* _DIRECTIVE_
Replace "pixel coordinates" with "image coordinates" in every line from the one containing "Exercise. Point to the neighboring" down to the end of the lines, and give those lines again with nothing else changed. Leave the pictures out of your answer.

* _TASK INPUTS_
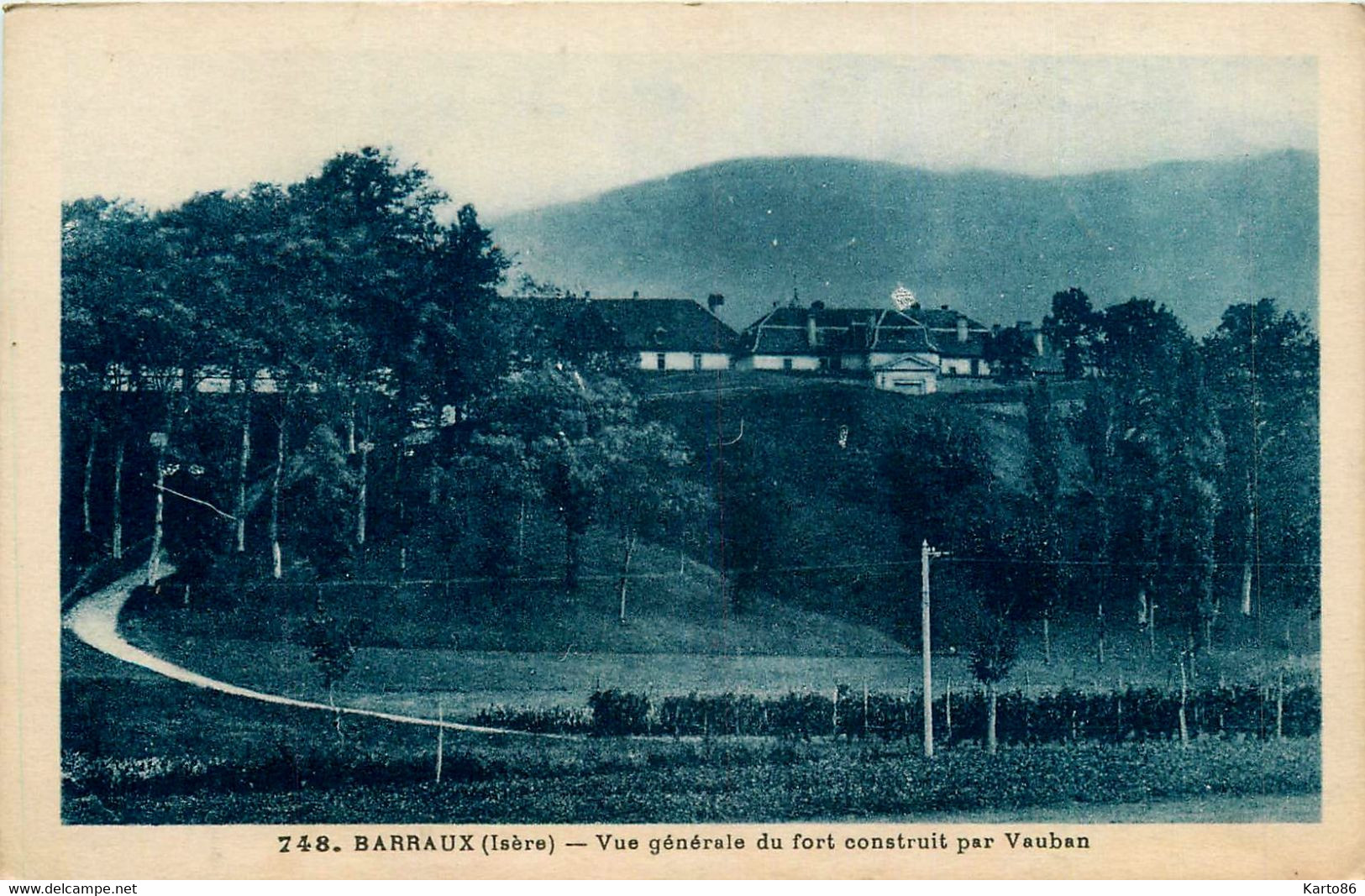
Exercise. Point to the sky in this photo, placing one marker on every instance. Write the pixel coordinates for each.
(515, 131)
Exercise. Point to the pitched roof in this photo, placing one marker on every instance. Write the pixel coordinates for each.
(665, 325)
(786, 330)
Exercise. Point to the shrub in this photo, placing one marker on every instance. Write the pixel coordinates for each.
(618, 714)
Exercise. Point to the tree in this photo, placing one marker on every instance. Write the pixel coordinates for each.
(1263, 367)
(1008, 352)
(1043, 529)
(1074, 329)
(560, 415)
(332, 645)
(938, 482)
(1095, 430)
(115, 312)
(648, 489)
(1161, 448)
(994, 651)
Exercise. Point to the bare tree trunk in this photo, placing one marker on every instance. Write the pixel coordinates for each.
(948, 714)
(1151, 631)
(155, 561)
(1185, 732)
(520, 537)
(1102, 631)
(440, 738)
(349, 430)
(990, 719)
(244, 458)
(628, 548)
(362, 495)
(571, 558)
(118, 500)
(85, 485)
(1279, 710)
(1249, 543)
(276, 559)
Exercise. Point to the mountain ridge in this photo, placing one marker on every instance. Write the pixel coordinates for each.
(1194, 235)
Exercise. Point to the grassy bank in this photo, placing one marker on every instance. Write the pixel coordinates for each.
(139, 751)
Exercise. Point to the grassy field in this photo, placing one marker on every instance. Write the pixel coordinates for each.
(145, 751)
(469, 679)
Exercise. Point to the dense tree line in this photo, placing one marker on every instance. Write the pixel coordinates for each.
(1197, 495)
(292, 380)
(318, 373)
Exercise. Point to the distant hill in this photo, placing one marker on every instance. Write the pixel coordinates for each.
(1194, 235)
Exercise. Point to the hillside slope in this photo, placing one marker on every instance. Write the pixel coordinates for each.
(1194, 235)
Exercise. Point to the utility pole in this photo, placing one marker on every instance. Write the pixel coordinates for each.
(926, 553)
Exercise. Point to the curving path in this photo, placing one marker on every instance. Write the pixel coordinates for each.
(96, 622)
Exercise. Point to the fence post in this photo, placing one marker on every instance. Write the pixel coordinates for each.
(1279, 708)
(948, 712)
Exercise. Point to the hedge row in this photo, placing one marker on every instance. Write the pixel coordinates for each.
(1063, 716)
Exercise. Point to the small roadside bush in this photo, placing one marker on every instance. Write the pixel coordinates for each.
(617, 714)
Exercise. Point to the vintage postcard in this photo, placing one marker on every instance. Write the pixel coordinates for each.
(683, 441)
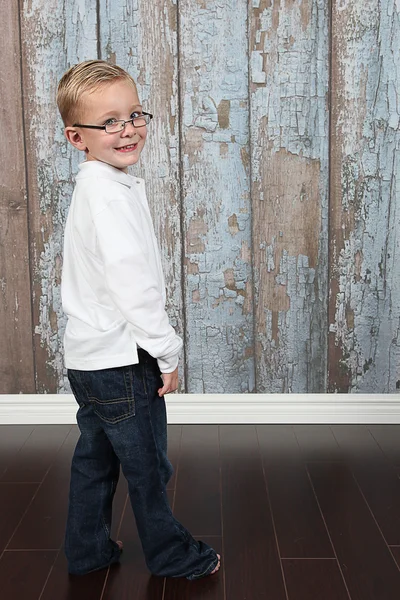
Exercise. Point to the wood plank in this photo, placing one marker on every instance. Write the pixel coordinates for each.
(144, 42)
(50, 46)
(23, 574)
(300, 529)
(364, 353)
(208, 588)
(197, 498)
(317, 442)
(289, 71)
(14, 500)
(378, 480)
(312, 579)
(388, 438)
(174, 445)
(16, 348)
(215, 181)
(63, 586)
(37, 455)
(368, 566)
(250, 554)
(12, 438)
(395, 550)
(43, 526)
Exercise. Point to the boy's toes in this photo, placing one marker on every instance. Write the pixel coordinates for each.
(218, 565)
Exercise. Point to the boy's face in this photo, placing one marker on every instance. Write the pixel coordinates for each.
(117, 100)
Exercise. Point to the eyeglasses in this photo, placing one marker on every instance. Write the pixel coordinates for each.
(116, 125)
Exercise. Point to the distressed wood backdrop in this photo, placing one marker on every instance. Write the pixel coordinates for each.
(273, 177)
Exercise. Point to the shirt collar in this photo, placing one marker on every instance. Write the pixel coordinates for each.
(96, 168)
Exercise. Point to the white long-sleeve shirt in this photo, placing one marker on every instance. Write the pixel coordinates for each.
(113, 289)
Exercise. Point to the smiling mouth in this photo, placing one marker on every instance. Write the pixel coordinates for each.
(128, 148)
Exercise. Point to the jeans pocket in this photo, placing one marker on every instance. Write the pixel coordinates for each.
(110, 392)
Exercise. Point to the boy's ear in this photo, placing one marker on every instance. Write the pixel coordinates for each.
(74, 138)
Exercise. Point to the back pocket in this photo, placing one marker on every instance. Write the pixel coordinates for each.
(110, 392)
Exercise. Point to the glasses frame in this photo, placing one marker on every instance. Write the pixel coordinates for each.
(104, 127)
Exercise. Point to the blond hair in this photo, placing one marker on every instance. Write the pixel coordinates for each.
(84, 77)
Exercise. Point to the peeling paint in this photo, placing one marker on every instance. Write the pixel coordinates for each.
(215, 140)
(365, 284)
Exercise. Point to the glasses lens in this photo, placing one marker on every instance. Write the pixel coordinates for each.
(114, 127)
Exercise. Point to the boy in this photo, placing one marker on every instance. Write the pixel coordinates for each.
(120, 350)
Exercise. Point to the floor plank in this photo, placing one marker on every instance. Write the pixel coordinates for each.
(314, 580)
(23, 574)
(395, 550)
(388, 439)
(317, 443)
(197, 497)
(366, 562)
(208, 588)
(14, 500)
(251, 561)
(62, 586)
(12, 438)
(300, 529)
(32, 462)
(375, 475)
(43, 526)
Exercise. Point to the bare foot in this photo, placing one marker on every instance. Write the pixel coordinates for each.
(218, 565)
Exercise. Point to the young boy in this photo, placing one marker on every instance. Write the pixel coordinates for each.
(120, 350)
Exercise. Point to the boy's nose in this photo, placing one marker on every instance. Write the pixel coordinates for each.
(129, 128)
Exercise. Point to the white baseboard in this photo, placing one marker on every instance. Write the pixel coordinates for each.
(222, 408)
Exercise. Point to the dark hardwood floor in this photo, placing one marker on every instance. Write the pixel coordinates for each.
(302, 512)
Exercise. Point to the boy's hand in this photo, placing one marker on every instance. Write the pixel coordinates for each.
(170, 382)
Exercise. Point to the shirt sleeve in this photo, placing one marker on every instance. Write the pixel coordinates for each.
(133, 282)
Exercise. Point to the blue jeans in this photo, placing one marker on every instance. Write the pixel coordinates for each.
(123, 422)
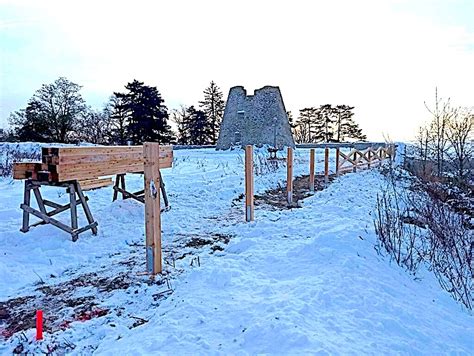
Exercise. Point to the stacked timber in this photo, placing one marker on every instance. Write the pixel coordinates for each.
(88, 164)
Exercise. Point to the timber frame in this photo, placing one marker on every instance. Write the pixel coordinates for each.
(76, 197)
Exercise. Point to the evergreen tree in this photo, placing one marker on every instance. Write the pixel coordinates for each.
(347, 128)
(325, 124)
(200, 132)
(147, 114)
(213, 106)
(118, 113)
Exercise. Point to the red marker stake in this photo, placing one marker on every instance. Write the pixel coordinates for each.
(39, 325)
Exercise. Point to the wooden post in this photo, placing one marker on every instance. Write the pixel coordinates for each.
(151, 154)
(26, 201)
(326, 165)
(354, 158)
(311, 170)
(289, 175)
(249, 216)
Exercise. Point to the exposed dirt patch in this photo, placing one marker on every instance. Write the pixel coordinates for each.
(79, 298)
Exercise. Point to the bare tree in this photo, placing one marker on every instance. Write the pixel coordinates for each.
(441, 114)
(460, 136)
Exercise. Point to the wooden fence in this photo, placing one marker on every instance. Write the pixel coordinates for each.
(350, 162)
(355, 159)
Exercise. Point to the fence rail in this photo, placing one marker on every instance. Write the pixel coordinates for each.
(357, 159)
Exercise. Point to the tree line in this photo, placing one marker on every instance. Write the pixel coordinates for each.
(326, 123)
(57, 113)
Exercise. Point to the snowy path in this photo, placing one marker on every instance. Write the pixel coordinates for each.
(305, 280)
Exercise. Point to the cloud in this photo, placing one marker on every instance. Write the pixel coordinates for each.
(383, 57)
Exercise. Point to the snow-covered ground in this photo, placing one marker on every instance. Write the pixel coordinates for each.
(293, 281)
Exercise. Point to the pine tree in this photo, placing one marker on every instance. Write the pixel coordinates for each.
(347, 128)
(325, 124)
(118, 114)
(147, 114)
(213, 107)
(198, 127)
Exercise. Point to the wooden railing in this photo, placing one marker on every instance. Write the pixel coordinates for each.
(355, 159)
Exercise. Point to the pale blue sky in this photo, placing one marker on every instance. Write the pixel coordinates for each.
(384, 57)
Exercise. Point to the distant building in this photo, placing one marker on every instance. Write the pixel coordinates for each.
(257, 119)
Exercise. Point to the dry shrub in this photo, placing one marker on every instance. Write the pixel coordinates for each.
(416, 227)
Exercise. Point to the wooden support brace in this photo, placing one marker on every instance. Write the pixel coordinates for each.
(151, 153)
(289, 175)
(249, 188)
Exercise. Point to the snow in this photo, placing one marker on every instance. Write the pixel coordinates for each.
(293, 281)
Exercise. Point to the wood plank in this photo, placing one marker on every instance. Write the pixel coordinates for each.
(289, 175)
(23, 170)
(326, 165)
(311, 169)
(249, 187)
(152, 207)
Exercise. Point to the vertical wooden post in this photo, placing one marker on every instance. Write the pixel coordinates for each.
(289, 175)
(354, 158)
(73, 207)
(326, 165)
(26, 201)
(249, 215)
(311, 170)
(39, 325)
(151, 154)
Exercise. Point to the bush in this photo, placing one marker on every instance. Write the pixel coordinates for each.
(416, 227)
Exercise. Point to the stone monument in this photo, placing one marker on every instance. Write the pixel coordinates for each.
(258, 119)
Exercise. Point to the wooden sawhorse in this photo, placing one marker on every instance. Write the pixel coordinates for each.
(73, 188)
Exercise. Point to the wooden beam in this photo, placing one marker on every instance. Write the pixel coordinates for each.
(311, 170)
(249, 188)
(151, 154)
(289, 175)
(326, 165)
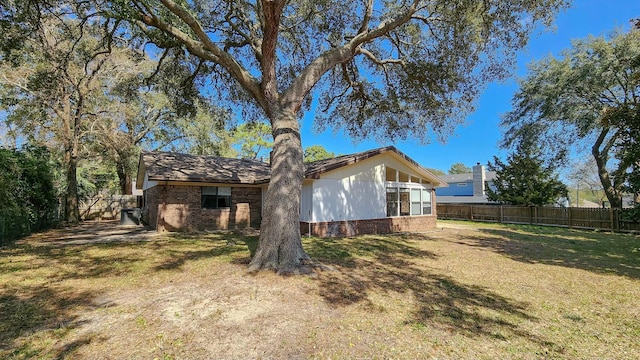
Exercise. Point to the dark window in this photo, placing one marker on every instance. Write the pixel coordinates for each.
(392, 201)
(215, 197)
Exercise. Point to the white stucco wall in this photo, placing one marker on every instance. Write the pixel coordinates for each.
(306, 206)
(148, 183)
(354, 192)
(349, 193)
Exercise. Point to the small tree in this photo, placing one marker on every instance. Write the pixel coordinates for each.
(316, 153)
(524, 180)
(388, 69)
(585, 99)
(459, 168)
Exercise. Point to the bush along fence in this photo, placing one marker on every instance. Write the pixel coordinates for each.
(580, 218)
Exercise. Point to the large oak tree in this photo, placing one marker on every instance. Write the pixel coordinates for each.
(391, 69)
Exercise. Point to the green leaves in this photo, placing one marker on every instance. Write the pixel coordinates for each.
(29, 202)
(585, 99)
(524, 180)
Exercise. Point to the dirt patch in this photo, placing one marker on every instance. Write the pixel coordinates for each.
(111, 292)
(93, 232)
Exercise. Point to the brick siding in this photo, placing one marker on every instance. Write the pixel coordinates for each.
(177, 208)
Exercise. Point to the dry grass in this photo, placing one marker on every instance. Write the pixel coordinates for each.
(467, 290)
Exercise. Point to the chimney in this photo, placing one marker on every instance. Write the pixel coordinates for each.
(478, 180)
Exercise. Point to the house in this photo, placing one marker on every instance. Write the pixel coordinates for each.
(376, 191)
(467, 188)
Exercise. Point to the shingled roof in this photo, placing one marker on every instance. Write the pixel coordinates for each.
(168, 166)
(315, 169)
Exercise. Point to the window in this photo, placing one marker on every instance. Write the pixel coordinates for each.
(415, 202)
(215, 197)
(392, 201)
(405, 203)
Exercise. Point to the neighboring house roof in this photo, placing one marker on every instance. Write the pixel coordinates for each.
(455, 178)
(445, 199)
(168, 166)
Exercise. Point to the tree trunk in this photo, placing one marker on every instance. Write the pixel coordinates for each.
(72, 209)
(601, 158)
(124, 179)
(280, 245)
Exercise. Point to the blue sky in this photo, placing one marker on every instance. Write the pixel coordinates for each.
(477, 140)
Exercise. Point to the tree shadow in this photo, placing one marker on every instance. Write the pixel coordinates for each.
(42, 309)
(598, 252)
(366, 265)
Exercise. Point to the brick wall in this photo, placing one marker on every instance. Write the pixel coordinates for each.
(177, 208)
(371, 226)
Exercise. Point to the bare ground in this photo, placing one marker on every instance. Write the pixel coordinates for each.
(101, 291)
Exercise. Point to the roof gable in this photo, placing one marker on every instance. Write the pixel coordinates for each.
(315, 169)
(168, 166)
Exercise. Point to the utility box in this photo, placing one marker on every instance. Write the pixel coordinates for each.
(130, 216)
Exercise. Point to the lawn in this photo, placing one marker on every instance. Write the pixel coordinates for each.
(465, 290)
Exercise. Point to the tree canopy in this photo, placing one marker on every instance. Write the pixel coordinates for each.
(586, 98)
(388, 70)
(524, 179)
(459, 168)
(316, 153)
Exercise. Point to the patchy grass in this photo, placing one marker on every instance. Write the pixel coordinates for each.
(466, 290)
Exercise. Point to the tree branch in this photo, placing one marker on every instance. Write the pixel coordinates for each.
(204, 47)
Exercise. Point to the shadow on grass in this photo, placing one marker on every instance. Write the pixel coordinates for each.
(598, 252)
(51, 313)
(40, 307)
(386, 264)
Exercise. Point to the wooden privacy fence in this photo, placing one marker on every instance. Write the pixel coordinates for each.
(107, 207)
(583, 218)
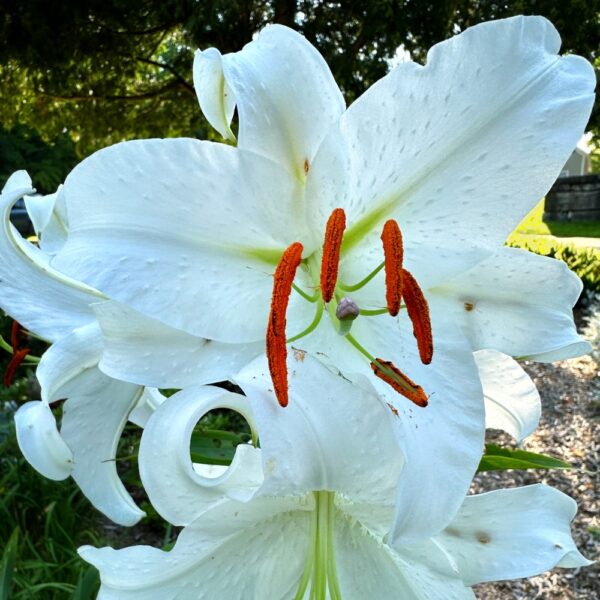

* _REPLY TO THE TASK_
Exercise. Point to the neighboring house roof in this photo, placing one marker on every instance. Write the image coordinates for each.
(455, 178)
(445, 199)
(168, 166)
Exercise. Point to the tree trunk in this photo, placing one marker on every instance. Write the image coordinates for each.
(72, 209)
(601, 158)
(124, 179)
(280, 245)
Exercise. Point to the blue sky in this photo, placing one marker on every instance. Write the image coordinates for each.
(477, 140)
Exercise. Point to the tree shadow in this photo, placing one marker on every instance. Write the image coordinates for each.
(42, 309)
(598, 252)
(366, 265)
Exercise. Point to the brick wall in this photo, placing one marker on every instance. Write the image coordinates for each.
(177, 208)
(371, 226)
Exercise. Point to the bare ground in this photo, placing one marker on every instance. Write the image coordinates for each.
(101, 291)
Exercise. Point to the roof gable in this photo, placing one marker on every instance. Write the image coordinates for each.
(315, 169)
(168, 166)
Exercise. Point to the utility box in this photo, placing one marker on every instance. Write the image coordinates for each.
(130, 216)
Exercise. Point to the lawn in this photo, placing one marker on every instance. Write the image coordinates for each.
(465, 290)
Exercise. Point to the tree canopy in this photo, placing one marker on every instance. Write the image coordinates for each.
(586, 98)
(388, 70)
(524, 179)
(459, 168)
(316, 153)
Exercise. Point to the patchy grass in this photo, placing one marker on every instance. Write the image coordinates for each.
(466, 290)
Exercise. Point to the tree branch in this photo, placing one marker on every instance. Write the image coordinates for each.
(204, 47)
Exercise. Point to the shadow on grass in this photo, placing one marker on every instance. Write the image coordinates for each.
(598, 252)
(51, 313)
(40, 307)
(386, 264)
Exercise. Point to the wooden privacy fence in this photo, placing one marker on every instance. Write the image coordinates for each.
(107, 207)
(583, 218)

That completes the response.